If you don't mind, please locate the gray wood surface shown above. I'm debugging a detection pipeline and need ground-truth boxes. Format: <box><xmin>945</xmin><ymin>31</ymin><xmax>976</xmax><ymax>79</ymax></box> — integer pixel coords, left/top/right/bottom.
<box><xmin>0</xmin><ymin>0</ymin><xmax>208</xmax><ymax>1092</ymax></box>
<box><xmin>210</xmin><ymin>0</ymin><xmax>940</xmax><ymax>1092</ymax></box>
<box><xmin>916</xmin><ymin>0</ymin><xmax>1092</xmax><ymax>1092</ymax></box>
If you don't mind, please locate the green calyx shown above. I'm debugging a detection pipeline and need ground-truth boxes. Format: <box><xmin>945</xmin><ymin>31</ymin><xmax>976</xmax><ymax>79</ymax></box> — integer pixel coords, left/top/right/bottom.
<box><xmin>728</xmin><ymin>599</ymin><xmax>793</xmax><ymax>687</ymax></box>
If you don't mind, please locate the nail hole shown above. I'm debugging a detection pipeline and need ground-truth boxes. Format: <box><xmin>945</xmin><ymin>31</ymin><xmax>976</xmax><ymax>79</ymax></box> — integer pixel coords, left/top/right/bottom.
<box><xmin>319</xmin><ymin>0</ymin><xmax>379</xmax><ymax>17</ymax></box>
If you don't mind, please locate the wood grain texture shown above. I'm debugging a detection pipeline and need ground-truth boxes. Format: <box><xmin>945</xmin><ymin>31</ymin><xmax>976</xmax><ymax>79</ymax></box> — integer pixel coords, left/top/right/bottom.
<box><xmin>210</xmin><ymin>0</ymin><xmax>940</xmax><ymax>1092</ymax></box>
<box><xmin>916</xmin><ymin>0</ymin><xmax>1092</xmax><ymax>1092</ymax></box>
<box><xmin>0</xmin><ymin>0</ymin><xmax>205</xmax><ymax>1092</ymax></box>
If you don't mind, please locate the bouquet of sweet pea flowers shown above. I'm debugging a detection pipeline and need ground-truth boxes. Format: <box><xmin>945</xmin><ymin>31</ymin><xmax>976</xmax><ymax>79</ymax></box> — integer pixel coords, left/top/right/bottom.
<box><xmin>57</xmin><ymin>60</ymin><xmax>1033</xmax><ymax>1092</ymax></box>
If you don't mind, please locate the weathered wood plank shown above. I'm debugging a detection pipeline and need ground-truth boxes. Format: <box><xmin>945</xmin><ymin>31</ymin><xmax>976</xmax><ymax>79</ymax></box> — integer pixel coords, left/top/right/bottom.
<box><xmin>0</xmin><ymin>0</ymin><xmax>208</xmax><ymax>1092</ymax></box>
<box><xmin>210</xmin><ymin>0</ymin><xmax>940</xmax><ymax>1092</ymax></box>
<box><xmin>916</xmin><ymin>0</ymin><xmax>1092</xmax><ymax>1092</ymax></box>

Exercise description: Copy the lines from the one containing "If you don't mind, please locate the bouquet" through the end of the records, requests included. Scale every bounding-box coordinate in the answers by 1.45 and round each to a whole number, with halves rounding up, while leaving the requests and their format sample unchanged.

Exercise response:
If you don't mind, please locate the bouquet of sweet pea flowers shown above. I'm debugging a detection pipeline and need ground-truth boxes. Format: <box><xmin>945</xmin><ymin>31</ymin><xmax>976</xmax><ymax>79</ymax></box> — integer pixel coords, left/top/right/bottom.
<box><xmin>83</xmin><ymin>87</ymin><xmax>1498</xmax><ymax>1583</ymax></box>
If you don't mind, please locate the weathered wood plank shown above. I'm debugging a detection pipeline and need ground-truth boxes. Format: <box><xmin>945</xmin><ymin>31</ymin><xmax>976</xmax><ymax>79</ymax></box> — integer pixel coords, left/top/right/bottom.
<box><xmin>0</xmin><ymin>0</ymin><xmax>302</xmax><ymax>1583</ymax></box>
<box><xmin>305</xmin><ymin>0</ymin><xmax>1363</xmax><ymax>1583</ymax></box>
<box><xmin>1328</xmin><ymin>0</ymin><xmax>1583</xmax><ymax>1583</ymax></box>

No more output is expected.